Every record here needs to be duplicated exactly.

Dataset entries:
****************

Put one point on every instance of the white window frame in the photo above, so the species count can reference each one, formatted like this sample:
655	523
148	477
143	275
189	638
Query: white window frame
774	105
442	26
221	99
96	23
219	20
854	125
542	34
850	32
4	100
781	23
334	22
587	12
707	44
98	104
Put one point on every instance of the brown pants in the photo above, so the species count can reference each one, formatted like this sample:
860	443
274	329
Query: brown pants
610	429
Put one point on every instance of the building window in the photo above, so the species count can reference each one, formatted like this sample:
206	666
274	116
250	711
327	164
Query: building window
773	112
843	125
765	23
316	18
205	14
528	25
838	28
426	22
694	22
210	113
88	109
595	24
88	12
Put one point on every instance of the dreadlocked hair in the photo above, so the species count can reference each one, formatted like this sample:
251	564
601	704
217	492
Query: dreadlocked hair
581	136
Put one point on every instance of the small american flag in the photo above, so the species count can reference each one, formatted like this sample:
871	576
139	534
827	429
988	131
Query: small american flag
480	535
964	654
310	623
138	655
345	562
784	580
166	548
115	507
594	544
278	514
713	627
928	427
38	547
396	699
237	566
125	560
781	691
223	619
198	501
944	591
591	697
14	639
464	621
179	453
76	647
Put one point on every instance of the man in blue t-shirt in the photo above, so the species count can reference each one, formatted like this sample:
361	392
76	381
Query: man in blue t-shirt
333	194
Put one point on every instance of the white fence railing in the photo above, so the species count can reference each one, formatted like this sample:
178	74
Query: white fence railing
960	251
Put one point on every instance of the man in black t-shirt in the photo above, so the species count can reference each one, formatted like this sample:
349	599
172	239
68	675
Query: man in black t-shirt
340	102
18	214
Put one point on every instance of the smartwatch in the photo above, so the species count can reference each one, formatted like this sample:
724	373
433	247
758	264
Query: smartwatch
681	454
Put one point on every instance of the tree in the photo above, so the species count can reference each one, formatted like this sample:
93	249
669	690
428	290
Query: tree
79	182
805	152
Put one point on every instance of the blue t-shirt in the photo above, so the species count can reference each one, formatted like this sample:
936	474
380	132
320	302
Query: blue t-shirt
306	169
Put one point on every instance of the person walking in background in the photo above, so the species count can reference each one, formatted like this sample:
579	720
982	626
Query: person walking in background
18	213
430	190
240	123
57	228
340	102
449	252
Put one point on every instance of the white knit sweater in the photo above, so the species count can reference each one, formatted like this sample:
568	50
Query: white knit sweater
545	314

****************

YOUR RESPONSE:
Put one point on every instance of the white window frame in the photo above, so the species count can reference each one, formatted like this sample:
655	523
148	477
143	275
189	638
Query: white window frame
774	105
442	26
221	99
96	23
219	20
854	125
542	34
850	32
4	100
781	23
334	22
587	12
707	44
98	104
Put one point on every instance of the brown pants in the photo above, so the species count can reference each one, formatted like this sample:
860	443
274	329
Query: brown pants
610	429
Put one point on every instance of the building window in the photo above, so the species count can reference each one, formatted like this sample:
206	666
274	116
250	711
327	164
Query: building window
773	112
843	125
765	23
316	18
205	14
528	25
838	28
426	22
694	22
210	113
88	109
595	24
88	12
Put one point on every instance of the dreadlocked hair in the photo above, so the species count can reference each one, formatted like this sample:
251	564
601	704
217	492
Query: dreadlocked hair
581	136
Put one point on every instance of the small american flag in the photo above, so the species count can reference each one, formatted like this sample:
871	576
139	534
827	429
988	131
Query: small american flag
480	535
964	654
310	623
138	655
345	562
784	580
166	548
115	507
594	544
278	514
713	627
928	427
38	547
396	699
237	566
125	560
781	691
223	619
198	501
944	591
591	697
14	639
464	621
179	453
76	647
Put one point on every instance of the man in blue t-shirt in the photo above, so the species count can reference each one, formatted like this sample:
361	392
76	381
Query: man in blue t-shirt
333	194
Put one point on every instance of the white fence railing in the photo above, so the species count can reference each one, formatted like this sample:
178	74
Query: white fence railing
960	251
Put one point on every instance of the man in black t-shirt in the photo above, so the species count can reference each one, formatted like this sample:
349	599
172	239
68	675
Query: man in black t-shirt
340	102
18	214
Put one point on every instance of the smartwatch in the photo above, so the species count can reference each one, formatted like this sample:
724	373
433	247
758	264
Query: smartwatch
681	454
Put one point on every instance of the tree in the photo above, so the species count can reference each one, formatted like this sample:
93	249
669	690
428	290
Query: tree
79	182
805	152
Put one point on every instance of the blue t-shirt in the photo above, so the species count can reference each one, formatted like this sample:
936	474
380	132
320	302
Query: blue t-shirt
306	169
Put one point on every instance of the person walking in background in the photo above, so the species count can reference each one, formatted like this sample:
579	720
982	626
Query: person walking in background
18	213
430	190
240	123
57	228
340	102
449	252
Put one point on every instance of the white knit sweater in the photo above, so the species count can reference each one, formatted like this sample:
568	50
Query: white knit sweater
545	314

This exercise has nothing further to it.